> [TEKST DO PRZECZYTANIA]:
· · ·

Nie lubimy progów na ulicy P.
No nie lubimy i już. Kierowcy narzekają, bo trzeba zwolnić, bo auto się psuje, bo to i tamto. O progi na Poniatowskiego kłócili się radni miejscy, a jak mówi prezydent, ludziom trzeba mówić, że łamią przepisy…
Te progi to złe są i w ogóle…
- Właściciel drogi poszedł chyba po najmniejszej linii oporu i zainstalował progi, które nadają się jedynie do użycia na placu manewrowym. To chyba najtańsza wersja progu, bo najtaniej kosztują właściciela drogi, a najdrożej korzystających z nich. Trzeba wyhamować tam prawie do zera. Ludzie jak mogą to kombinują, przelatują między tymi wysepkami, policja ściga, karze mandatami po 500 zł, bo kierowcy przekraczają prawo, dlatego myślę, że dobrze by było zainstalować więcej tych progów, ale na tyle łagodnych, które by spowalniały samochody, dawały bezpieczeństwo przechodniom i też jeżdżącym- mówił Franciszek Zaborowski.

· · ·

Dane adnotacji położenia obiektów
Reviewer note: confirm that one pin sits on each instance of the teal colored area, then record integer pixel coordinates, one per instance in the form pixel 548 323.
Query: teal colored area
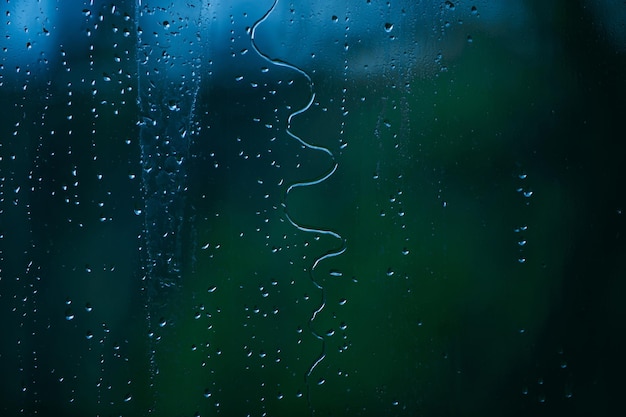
pixel 480 197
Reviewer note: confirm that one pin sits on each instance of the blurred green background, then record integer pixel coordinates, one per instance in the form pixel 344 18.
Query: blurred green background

· · ·

> [CEL ZADANIA]: Zacytuj dokładnie z tekstu o progach zwalniających fragment od słów „No nie lubimy” aż do słów „mówił Franciszek Zaborowski.”.

> [ODPOWIEDŹ PISEMNA]:
No nie lubimy i już. Kierowcy narzekają, bo trzeba zwolnić, bo auto się psuje, bo to i tamto. O progi na Poniatowskiego kłócili się radni miejscy, a jak mówi prezydent, ludziom trzeba mówić, że łamią przepisy…
Te progi to złe są i w ogóle…
- Właściciel drogi poszedł chyba po najmniejszej linii oporu i zainstalował progi, które nadają się jedynie do użycia na placu manewrowym. To chyba najtańsza wersja progu, bo najtaniej kosztują właściciela drogi, a najdrożej korzystających z nich. Trzeba wyhamować tam prawie do zera. Ludzie jak mogą to kombinują, przelatują między tymi wysepkami, policja ściga, karze mandatami po 500 zł, bo kierowcy przekraczają prawo, dlatego myślę, że dobrze by było zainstalować więcej tych progów, ale na tyle łagodnych, które by spowalniały samochody, dawały bezpieczeństwo przechodniom i też jeżdżącym- mówił Franciszek Zaborowski.